Detalles de la tarea:
Prosigue el texto sobre la nube y su infraestructura física a partir de su última oración.

Una de las más exitosas y conocidas figuras del imaginario tecnológico es la metáfora de «la nube», originaria del inglés «cloud», que podríamos definir como un espacio virtual que alberga un conglomerado de datos y servicios siempre disponibles. La ubicuidad de la nube se consuma y concreta gracias a la conectividad de los dispositivos electrónicos que nos rodean, cuyo contenido se encuentra perfectamente replicado en ella. La nube conforma así una suerte de registro universal –siguiendo la idea de Mauricio Ferraris– que pese a dotarse de una narrativa de sabor liviano e inmaterial, esconde una realidad muy distinta.

Como es bien sabido, la nube no es otra cosa que una red global de grandes edificios y naves industriales, también llamadas «granjas», repletas de interminables hileras de armarios en los que se alojan ordenadores –los «servidores»– convenientemente cableados y conectados en red. En la jerga tecnológica, cuando una aplicación o servicio alojado en la nube –por ejemplo, un diario digital que recibe más visitas de las esperadas– incrementa su demanda de recursos computacionales, los técnicos expresan la necesidad de «poner más hierro», esto es, más infraestructura física en forma de ordenadores.

Tan pronto bajamos de la nube, el espejismo de la virtualidad se desvanece y emerge una realidad voraz y contundente

Tan pronto bajamos de la nube, el espejismo de la virtualidad se desvanece y emerge una realidad voraz y contundente. Las neogranjas que dan vida a la nube no solo se construyen y mantienen a partir de una ingente cantidad de metales y minerales, sino que demandan un flujo de alimento constante en forma de energía eléctrica. Esta energía se destina tanto al funcionamiento de las computadoras como a su refrigeración, a fin de paliar el calentamiento derivado de su régimen de trabajo ininterrumpido, fundamento del llamado capitalismo 24/7.

En este contexto, hay multitud de informaciones relativas al consumo de energía que, por ejemplo, demanda el mantenimiento del bitcoin, que sería equivalente al consumo anual de un país como Suiza; o a la demanda energética en constante crecimiento de las redes 5G, la inteligencia artificial o el metaverso, por citar solo algunos ejemplos. Una eventual solución a la voracidad energética del programa digital, que por otra parte parece absolutamente imparable e inmune a las críticas, sería para muchos el uso de energías renovables, aunque, más allá del efecto descarbonizador que monopoliza la agenda, hay una serie cuestiones que siguen pendientes, en concreto la de los devastadores efectos vinculados a la extracción de materias primas, como el cobalto empleado para fabricar baterías.

En un ensayo publicado recientemente, Jonathan Crary se hacía eco de algunas informaciones, aparecidas previamente en documentales y medios de comunicación, relativas a las canteras que nutren a los fabricantes de componentes electrónicos, necesarios tanto para la industria digital como para la de energías renovables. Amén de las condiciones de trabajo inhumanas que imperan en las minas –en las que incluso trabajan niños–, los vertidos y métodos tóxicos de extracción de metales y minerales estarían provocando un daño medioambiental y humano irreparable, fundamentalmente en países que no disfrutan del progreso digital, y que ven destruidos sus medios y formas de vida.

Registros de señalamiento
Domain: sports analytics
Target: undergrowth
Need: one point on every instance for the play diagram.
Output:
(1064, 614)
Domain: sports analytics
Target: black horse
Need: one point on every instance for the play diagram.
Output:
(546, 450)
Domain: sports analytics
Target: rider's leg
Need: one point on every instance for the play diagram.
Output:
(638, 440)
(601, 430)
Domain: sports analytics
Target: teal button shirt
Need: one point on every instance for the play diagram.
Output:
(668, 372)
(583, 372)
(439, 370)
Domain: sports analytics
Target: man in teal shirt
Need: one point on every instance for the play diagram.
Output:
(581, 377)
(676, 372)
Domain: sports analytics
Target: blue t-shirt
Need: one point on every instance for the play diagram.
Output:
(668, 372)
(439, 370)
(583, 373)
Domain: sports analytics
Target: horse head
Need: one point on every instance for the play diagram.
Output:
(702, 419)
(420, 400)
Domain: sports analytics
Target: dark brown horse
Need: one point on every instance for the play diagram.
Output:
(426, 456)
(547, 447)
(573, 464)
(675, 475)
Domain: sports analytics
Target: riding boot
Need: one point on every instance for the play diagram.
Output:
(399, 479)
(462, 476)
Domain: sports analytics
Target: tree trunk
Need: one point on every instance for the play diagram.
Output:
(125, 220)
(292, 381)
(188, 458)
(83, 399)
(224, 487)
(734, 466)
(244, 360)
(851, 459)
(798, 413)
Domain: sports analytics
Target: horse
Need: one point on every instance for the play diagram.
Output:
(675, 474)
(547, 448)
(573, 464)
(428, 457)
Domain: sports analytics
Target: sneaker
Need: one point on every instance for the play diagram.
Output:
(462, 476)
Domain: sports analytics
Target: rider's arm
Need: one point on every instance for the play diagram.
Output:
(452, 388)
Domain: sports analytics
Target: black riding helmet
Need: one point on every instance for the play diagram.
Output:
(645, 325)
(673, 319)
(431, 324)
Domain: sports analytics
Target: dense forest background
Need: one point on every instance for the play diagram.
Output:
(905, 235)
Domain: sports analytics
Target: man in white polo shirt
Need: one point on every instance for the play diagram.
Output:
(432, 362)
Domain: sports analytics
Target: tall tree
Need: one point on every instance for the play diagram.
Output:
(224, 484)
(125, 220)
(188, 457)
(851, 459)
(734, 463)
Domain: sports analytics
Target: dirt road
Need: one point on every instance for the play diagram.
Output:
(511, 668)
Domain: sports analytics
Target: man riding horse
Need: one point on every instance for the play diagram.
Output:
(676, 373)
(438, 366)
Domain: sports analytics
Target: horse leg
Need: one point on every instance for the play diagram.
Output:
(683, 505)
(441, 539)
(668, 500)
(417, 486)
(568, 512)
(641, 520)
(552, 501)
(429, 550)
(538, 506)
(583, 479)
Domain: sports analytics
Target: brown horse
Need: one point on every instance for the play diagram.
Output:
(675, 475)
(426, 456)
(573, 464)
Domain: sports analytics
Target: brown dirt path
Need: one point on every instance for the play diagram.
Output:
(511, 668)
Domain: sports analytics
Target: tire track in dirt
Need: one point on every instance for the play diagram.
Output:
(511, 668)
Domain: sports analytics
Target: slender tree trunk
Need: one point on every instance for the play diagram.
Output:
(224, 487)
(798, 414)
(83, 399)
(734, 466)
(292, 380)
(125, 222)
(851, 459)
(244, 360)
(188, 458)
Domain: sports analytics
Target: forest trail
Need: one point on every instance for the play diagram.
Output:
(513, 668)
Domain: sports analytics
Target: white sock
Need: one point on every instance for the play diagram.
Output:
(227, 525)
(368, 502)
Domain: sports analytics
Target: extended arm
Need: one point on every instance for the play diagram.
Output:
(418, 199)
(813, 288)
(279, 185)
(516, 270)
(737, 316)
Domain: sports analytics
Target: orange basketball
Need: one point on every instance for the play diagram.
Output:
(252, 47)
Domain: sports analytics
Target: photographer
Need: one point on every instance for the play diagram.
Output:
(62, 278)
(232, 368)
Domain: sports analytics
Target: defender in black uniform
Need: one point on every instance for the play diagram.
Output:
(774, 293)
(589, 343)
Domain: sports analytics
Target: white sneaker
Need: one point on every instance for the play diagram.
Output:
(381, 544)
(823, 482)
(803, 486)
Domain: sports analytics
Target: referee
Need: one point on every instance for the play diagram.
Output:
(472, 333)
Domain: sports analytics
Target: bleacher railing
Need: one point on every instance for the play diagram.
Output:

Respuesta:
Paradójicamente, aquellos pueblos a los que no ha llegado aún el modo de vida occidental, que realizan auténticas prácticas ecológicas, y que sí hacen un uso de verdadera energía verde y renovable, son esquilmados y destruidos tanto para alimentar el consumismo, como para el desarrollo de políticas verdes meramente cosméticas, absolutamente hipócritas y trufadas de metáforas engañosas y de discursos en favor de una idea de progreso insostenible, cuyas consecuencias, tarde o temprano, sufriremos todos, no solo los pueblos más desfavorecidos.

Estas situaciones, junto a la necesaria crítica, son bien conocidas, pero la inercia nos arrastra, jalonada de convincentes relatos que edulcoran la realidad. La única solución que visualizamos pasa tanto por desactivar el poder narcótico de ciertas metáforas, como por situar el debate no solo en los datos, sino también más allá, entre otras razones porque, sea cual sea la fuente de energía que se emplee, es imposible calcular el coste que supone el programa de digitalización de la realidad, y ello por dos razones.

Es imposible calcular el coste que supone el programa de digitalización de la realidad

La primera es fácil de entender: las demandas de energía crecen constantemente, luego no es posible dar ningún dato estable, en todo caso podrían establecerse ritmos o funciones de crecimiento, que tampoco permanecerán fijas y que a nuestro entender tendrían escasa fiabilidad, habida cuenta de los precedentes. La segunda razón requiere atender al significado de lo que hacemos, y preguntar por el coste que tiene poner en suspenso el espacio y el tiempo, esto es, por el coste de hacer presente lo ausente.

La hiperconectividad, los sistemas de videoconferencia, los contenidos en tiempo real, el gemelo digital, el metaverso, las predicciones o simulaciones por medio de la inteligencia artificial, entre otras, no son más que intentos de hacer presente lo ausente, ya sea porque pretendemos anticipar algo que no ha ocurrido –en cuyo caso se suspende el tiempo– o ya sea porque pretendemos acceder a lo distante –en cuyo caso se suspende el espacio–.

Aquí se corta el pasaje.